- [ARTICLE]
** Start **
Absolutely. So we took our key results and we have them at the five-year mark, but we do break them down annually. But our key result, we said if we did what we set out to do in five years, we will have 10,000 of our members being homeowners.

Speaker 3:
We’ll

Monique Robertson Gunter:
Have 70,000 of our members with 3,500 or more in a savings, and that number is the median income in Houston and just divided by 12. So we wanted them to have that resiliency if something happens, you don’t got to swipe a credit card or go to a cash advance place, you’ve got that savings that you need to weather a little storm. And so that was where we, again, it’s that member and team member experience. And then so that’s how we wanted to really serve our members from a results. And then we had some key results around our team member experience. And so it was around what do we call our team member engagement scores. And so we set a pretty high mark around what we want our team members to be able to anonymously once a year, tell us how it feels to work here.
And so we set the bar pretty high for ourselves and got to work around team member engagement. And then that final one takes us back to the member experience. It was our net promoter score, which we know is all about the relationship. It’s the long-term view. It’s not how was it last Tuesday when you came in, but it’s when you reflect on being a member at wellbe, how likely are you to recommend, how are they solving for you? And so we took those four key results as our finish line when we started the journey with Culture partners.

Dr. Jessica Kriegel:
So how much of a stretch were those key results when you set them? I mean how far were you?

Monique Robertson Gunter:
Far, far. We are an ambitious group. I like to say my chief strategy officer has a saying, he says, we’re going to take over the world. And sometimes you have to, whether you call it the BHAG or the take over the world goal, they were ambitious. Jessica. We are talking about significant year over year performance results to accomplish those goals. We are doing fantastic on our mission to home ownership. We are on pace and doing really well. We are having a fantastic year over year, year on our net promoter score. And so we are now at the financial services mark, but the bar’s really high for credit unions. And so we’re now striving to get back into that 50 to 60 mark where we know best of the best credit unions do it. But I mean in two years we have completely turned it around and it has really started with the team members and the internal culture.

Dr. Jessica Kriegel:
Yeah, that’s incredible. Okay, so you got clear on the goals. The goals were not small goals. These are stretch goals that seemed very, very far away. They were take over world goals. Yeah, exactly. And so step two is alignment, right? We have to create the alignment around those goals at every level of the organization. And so that begins with cultural beliefs. We understand, let me just break this down. For those of you who haven’t heard of Culture Partners, culture Partners does almost all of their work based on the results pyramid. We know results come from actions and most leaders just stop there. They focus on here’s what we got to do, here’s what we got to do. Which may be part of the challenge that you had fallen into, the trap you’d fallen into before we started working together. You thought we got to update our system, we got to update our website, and so you did a bunch of actions. That’s

Monique Robertson Gunter:
Right. All the actions,

Dr. Jessica Kriegel:
All the actions, the action trap. You don’t want to get stuck in that trap. And what you were missing perhaps was the underlying belief that will drive actions. That was not a focus at the time. And those beliefs are driven by experience, the chief experience officer, right? So what beliefs did you rally around in this effort to drive those results instead of focusing on here’s what we got to do to improve NPS, it was what beliefs do we need people to hold about us in order for them to take the action to work with us or to stay with us in order to get these key results? What were those beliefs at the time?
** End **
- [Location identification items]
** Start **
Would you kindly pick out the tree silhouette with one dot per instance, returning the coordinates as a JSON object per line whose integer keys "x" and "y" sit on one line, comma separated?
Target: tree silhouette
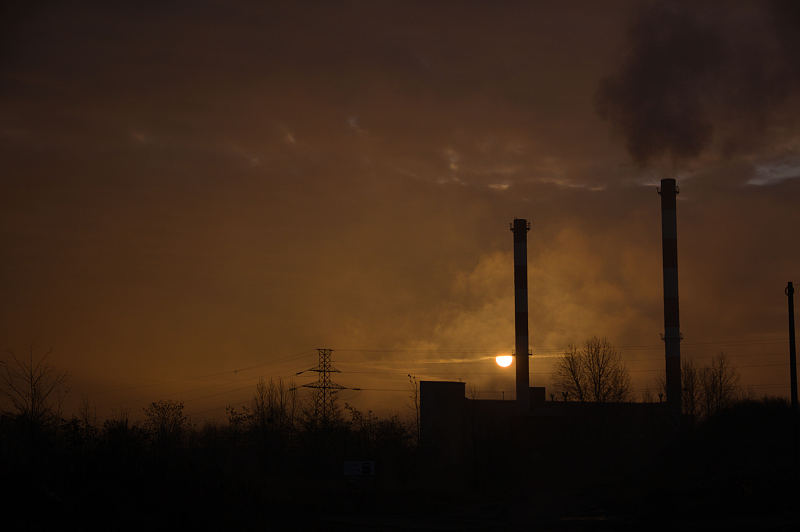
{"x": 165, "y": 420}
{"x": 32, "y": 386}
{"x": 594, "y": 372}
{"x": 719, "y": 384}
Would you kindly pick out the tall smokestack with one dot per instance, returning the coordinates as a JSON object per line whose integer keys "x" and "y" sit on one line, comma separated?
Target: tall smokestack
{"x": 672, "y": 329}
{"x": 520, "y": 227}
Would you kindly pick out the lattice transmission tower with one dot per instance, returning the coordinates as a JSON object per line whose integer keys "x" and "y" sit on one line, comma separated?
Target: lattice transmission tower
{"x": 325, "y": 388}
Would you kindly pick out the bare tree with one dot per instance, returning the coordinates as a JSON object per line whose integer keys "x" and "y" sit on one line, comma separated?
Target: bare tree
{"x": 690, "y": 391}
{"x": 595, "y": 372}
{"x": 34, "y": 387}
{"x": 165, "y": 420}
{"x": 274, "y": 405}
{"x": 719, "y": 385}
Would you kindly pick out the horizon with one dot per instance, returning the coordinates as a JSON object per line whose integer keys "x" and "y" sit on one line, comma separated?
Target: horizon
{"x": 196, "y": 196}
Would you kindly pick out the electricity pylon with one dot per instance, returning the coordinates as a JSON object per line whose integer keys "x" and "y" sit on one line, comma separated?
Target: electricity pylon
{"x": 325, "y": 388}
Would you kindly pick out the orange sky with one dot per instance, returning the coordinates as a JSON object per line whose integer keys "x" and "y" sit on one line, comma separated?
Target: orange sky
{"x": 210, "y": 186}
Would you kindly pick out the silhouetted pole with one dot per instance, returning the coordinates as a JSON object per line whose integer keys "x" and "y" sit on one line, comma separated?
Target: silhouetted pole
{"x": 793, "y": 379}
{"x": 792, "y": 348}
{"x": 325, "y": 387}
{"x": 520, "y": 227}
{"x": 672, "y": 329}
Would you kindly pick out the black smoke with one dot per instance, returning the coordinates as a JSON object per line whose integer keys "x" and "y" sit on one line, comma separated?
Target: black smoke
{"x": 696, "y": 76}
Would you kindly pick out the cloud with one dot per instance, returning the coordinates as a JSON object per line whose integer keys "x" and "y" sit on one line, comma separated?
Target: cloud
{"x": 696, "y": 75}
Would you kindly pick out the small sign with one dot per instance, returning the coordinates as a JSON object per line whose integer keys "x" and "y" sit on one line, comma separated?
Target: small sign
{"x": 359, "y": 468}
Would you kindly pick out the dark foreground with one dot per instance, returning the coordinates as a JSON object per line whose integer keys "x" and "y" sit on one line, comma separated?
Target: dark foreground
{"x": 735, "y": 470}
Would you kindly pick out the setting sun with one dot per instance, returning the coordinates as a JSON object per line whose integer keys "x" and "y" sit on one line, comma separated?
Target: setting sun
{"x": 504, "y": 360}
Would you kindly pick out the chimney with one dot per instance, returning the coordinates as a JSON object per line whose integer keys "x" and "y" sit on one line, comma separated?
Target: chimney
{"x": 520, "y": 227}
{"x": 672, "y": 330}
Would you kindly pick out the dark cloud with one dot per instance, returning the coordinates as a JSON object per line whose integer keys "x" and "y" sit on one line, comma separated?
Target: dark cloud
{"x": 698, "y": 74}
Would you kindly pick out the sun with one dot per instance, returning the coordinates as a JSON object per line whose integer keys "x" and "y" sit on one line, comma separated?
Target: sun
{"x": 504, "y": 360}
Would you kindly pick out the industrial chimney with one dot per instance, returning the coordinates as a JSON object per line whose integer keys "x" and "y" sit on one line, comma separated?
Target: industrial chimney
{"x": 520, "y": 227}
{"x": 672, "y": 330}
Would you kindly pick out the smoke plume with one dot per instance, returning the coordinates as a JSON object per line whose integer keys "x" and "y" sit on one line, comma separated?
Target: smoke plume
{"x": 702, "y": 76}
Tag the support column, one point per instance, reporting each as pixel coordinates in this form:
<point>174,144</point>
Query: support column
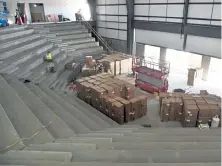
<point>140,50</point>
<point>162,56</point>
<point>205,65</point>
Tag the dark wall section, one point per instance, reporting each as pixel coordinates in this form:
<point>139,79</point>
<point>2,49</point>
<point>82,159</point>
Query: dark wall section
<point>117,45</point>
<point>92,4</point>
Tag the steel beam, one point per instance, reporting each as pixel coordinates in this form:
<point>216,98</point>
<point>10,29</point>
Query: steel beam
<point>190,29</point>
<point>185,15</point>
<point>130,27</point>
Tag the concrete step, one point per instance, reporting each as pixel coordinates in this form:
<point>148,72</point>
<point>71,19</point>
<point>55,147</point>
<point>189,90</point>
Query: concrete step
<point>21,57</point>
<point>86,121</point>
<point>78,41</point>
<point>56,127</point>
<point>71,121</point>
<point>22,48</point>
<point>77,102</point>
<point>22,118</point>
<point>158,145</point>
<point>62,24</point>
<point>12,29</point>
<point>148,156</point>
<point>90,140</point>
<point>65,28</point>
<point>81,46</point>
<point>93,50</point>
<point>16,41</point>
<point>12,35</point>
<point>8,135</point>
<point>37,155</point>
<point>41,69</point>
<point>71,32</point>
<point>54,163</point>
<point>75,36</point>
<point>87,111</point>
<point>37,60</point>
<point>61,147</point>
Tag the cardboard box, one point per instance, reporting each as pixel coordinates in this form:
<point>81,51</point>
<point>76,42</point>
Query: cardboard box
<point>179,109</point>
<point>117,112</point>
<point>165,110</point>
<point>129,89</point>
<point>127,108</point>
<point>143,105</point>
<point>134,114</point>
<point>204,110</point>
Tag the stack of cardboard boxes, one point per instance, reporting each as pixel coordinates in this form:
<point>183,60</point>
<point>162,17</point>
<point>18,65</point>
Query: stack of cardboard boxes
<point>117,64</point>
<point>191,110</point>
<point>113,97</point>
<point>191,76</point>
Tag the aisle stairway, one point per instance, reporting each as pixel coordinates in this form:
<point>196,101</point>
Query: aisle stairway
<point>22,48</point>
<point>70,37</point>
<point>42,125</point>
<point>70,132</point>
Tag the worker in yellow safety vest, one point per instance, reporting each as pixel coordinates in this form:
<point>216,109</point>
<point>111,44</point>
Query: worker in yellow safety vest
<point>48,57</point>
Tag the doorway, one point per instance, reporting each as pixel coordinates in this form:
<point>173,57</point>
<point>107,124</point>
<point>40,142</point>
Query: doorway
<point>37,12</point>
** End **
- [REQUIRED WORK]
(a) According to the interview, how many members did the credit union aim to have as homeowners within five years?
(b) Print everything in the interview from "And so we set the" down to "with Culture partners.".

- [ANSWERS FOR THE TASKS]
(a) 10,000 members.

(b)
And so we set the bar pretty high for ourselves and got to work around team member engagement. And then that final one takes us back to the member experience. It was our net promoter score, which we know is all about the relationship. It’s the long-term view. It’s not how was it last Tuesday when you came in, but it’s when you reflect on being a member at wellbe, how likely are you to recommend, how are they solving for you? And so we took those four key results as our finish line when we started the journey with Culture partners.